Compiti dell'esercizio:
**1)** Elenca gli strumenti finanziari complicati che, nel brano sui fondi speculativi, nascono per rassicurare i sottoscrittori.
**2)** Prosegui, per favore, il brano sui fondi speculativi a partire dalla sua ultima frase.

Estratto fornito:

────

Finanza
In lode dei fondi speculativi: un’affermazione o una domanda?
La “Finanziarizzazione dell’economia” è ormai un fenomeno popolare, visto da molti come l’origine di tutte le miserie del nostro mondo globalizzato.
Impoveriti, disoccupati, fallimenti, debacle del ceto medio, blocco dell’ascensore sociale, delocalizzazione delle fabbriche, riscaldamento del pianeta, crisi finanziarie, flussi migratori, polarizzazione della ricchezza, perdita di sovranità degli stati nazionali, dittatura dello spread, peggioramento delle pensioni, ridimensionamento del welfare e tante altre disgrazie, tutto si fa risalire alla finanziarizzazione dell’economia ed ai suoi protagonisti: i fondi speculativi.
Ma chi sono i fondi speculativi? Come nascono? Chi li alimenta? Quale è il loro scopo?
Nascono negli anni 50, prevalentemente come risposta del mercato alle esigenze della classe media americana, figlia fortunata del new deal, di assicurarsi una pensione dignitosa, complementare o sostitutiva del modesto sistema previdenziale Usa.
Quindi sono alimentati, all’inizio, ma in gran parte ancora oggi, dal reddito delle famiglie non destinato al consumo.
Dalla fine degli anni ’70, man mano che , nella politica economica dei governi occidentali, le teorie neoliberiste prendono il sopravvento su quelle keynesiane e la creazione di valore si rafforza nell’ area della “commercializzazione del debito-merce”, i fondi, da salvadanai gestiti prudentemente per produrre rendite accettabili per la Middle-class che invecchia, si trasformano in operatori dei mercati finanziari, quotati in borsa, sempre più orientati al profitto speculativo anche perché i loro manager vengono premiati lautamente in base ai risultati di breve e medio termine.
Non vogliamo tediare con i numeri – internet ne è piena – quindi proseguiamo con lo story-telling.
La redditività dei fondi, spinta al rialzo in una logica autoreferenziale basata sul principio neoliberista che “quando la marea sale salgono tutte le barche”, attira sempre più risparmio che passa dai depositi bancari e dai titoli direttamente posseduti dai risparmiatori, ai fondi.
La finanza cresce e diviene sempre più sofisticata. Nel tentativo di rassicurare i sottoscrittori ed attirare anche quelli meno inclini ai rischi di volatilità del valore delle quote, nascono strumenti complicati: fondi di fondi, Cds, cdo, derivati ecc. Lo scopo principale è raccogliere quanto più risparmio possibile per alimentare il fenomeno della finanziarizzazione che ha portato oggi a far sì che gran parte del reddito non consumato delle famiglie ed anche il surplus di liquidità delle imprese sia investito nei fondi.

────

Record forniti:
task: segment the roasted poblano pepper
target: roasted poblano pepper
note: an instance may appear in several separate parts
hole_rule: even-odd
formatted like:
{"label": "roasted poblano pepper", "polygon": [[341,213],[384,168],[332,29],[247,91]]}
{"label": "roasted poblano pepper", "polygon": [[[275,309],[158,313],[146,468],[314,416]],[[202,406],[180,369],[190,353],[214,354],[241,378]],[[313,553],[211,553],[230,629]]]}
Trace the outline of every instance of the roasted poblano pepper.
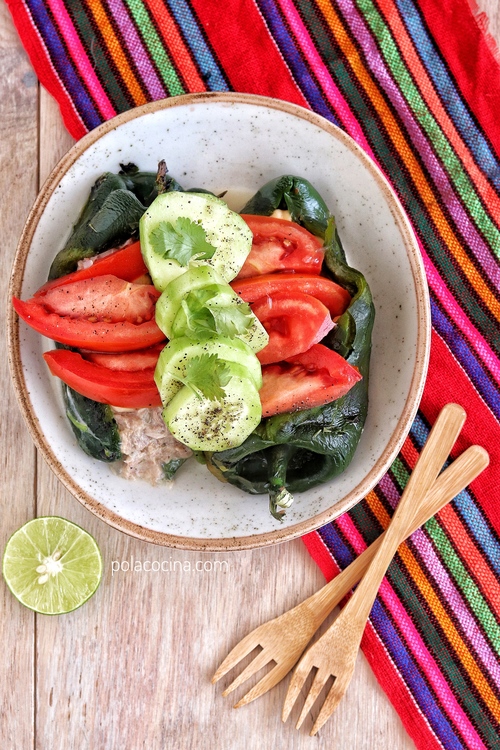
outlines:
{"label": "roasted poblano pepper", "polygon": [[206,456],[220,479],[252,494],[268,493],[272,514],[280,518],[293,492],[326,482],[350,463],[368,408],[368,370],[374,307],[362,273],[346,263],[334,219],[306,180],[289,175],[264,185],[242,213],[270,215],[288,209],[292,219],[324,238],[323,272],[348,289],[349,308],[323,344],[357,367],[363,378],[342,398],[325,406],[262,420],[238,448]]}
{"label": "roasted poblano pepper", "polygon": [[66,416],[80,448],[99,461],[119,461],[120,433],[111,407],[82,396],[65,383],[62,389]]}
{"label": "roasted poblano pepper", "polygon": [[[169,176],[164,176],[160,186],[156,172],[141,172],[135,164],[120,167],[118,174],[107,172],[95,182],[71,236],[54,258],[49,280],[71,273],[79,260],[131,237],[158,192],[182,190]],[[63,398],[66,415],[82,450],[99,461],[119,461],[120,433],[111,408],[80,395],[64,383]],[[176,468],[169,466],[165,476],[171,478]]]}
{"label": "roasted poblano pepper", "polygon": [[[79,260],[119,245],[137,232],[139,219],[158,195],[156,172],[121,164],[118,174],[101,175],[62,250],[54,258],[49,280],[76,270]],[[182,190],[169,177],[162,190]]]}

────

Soluzioni dell'esercizio:
**1)** fondi di fondi, Cds, cdo, derivati

**2)**
In linea teorica, tra le varie forme di investimento finanziario, i fondi dovrebbero dare maggiore tranquillità perché i loro impieghi possono essere diversificati su scadenze, debitori, territori, aree tecnologiche, ecc. Chi sottoscrive azioni od obbligazioni accetta la concentrazione del rischio su un unico soggetto e si espone all’andamento di quel settore ed agli errori dell’imprenditore. Se va male a lui andrà male anche per i suoi creditori.
I fondi beneficiano invece della regola della compensazione degli errori: perde qui, guadagna là. Se poi investo in un fondo di fondi, la dispersione del rischio è molto più ampia. Quindi il sottoscrittore è più protetto dalla erraticità dei mercati.
Quindi evviva i fondi!
Questo in teoria. In pratica abbiamo visto ed imparato con la crisi finanziaria del 2007/2008, ma, poco prima, anche con le crisi delle borse asiatiche e degli investimenti “.com”, che i fondi possono fare grandi danni. L'”animus speculandi” è cattivo consigliere e l’effetto alone fa il resto.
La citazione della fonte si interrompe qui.